-- Supplied data follows --
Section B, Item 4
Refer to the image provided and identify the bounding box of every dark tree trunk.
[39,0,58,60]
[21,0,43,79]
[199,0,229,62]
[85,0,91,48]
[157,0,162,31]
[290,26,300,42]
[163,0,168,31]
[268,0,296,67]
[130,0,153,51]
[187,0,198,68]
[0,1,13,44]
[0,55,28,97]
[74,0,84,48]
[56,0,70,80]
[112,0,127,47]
-- Supplied data concluded --
- **Required work**: Output the data in full, precisely as it appears above.

- **Result for this task**:
Section B, Item 4
Refer to the image provided and identify the bounding box of every dark tree trunk.
[39,0,58,60]
[21,0,43,79]
[199,0,229,62]
[85,0,91,48]
[157,0,162,31]
[290,26,300,42]
[163,0,168,31]
[268,0,296,67]
[130,0,153,51]
[187,0,198,68]
[0,1,13,44]
[0,55,28,97]
[74,0,84,48]
[56,0,70,80]
[112,0,127,47]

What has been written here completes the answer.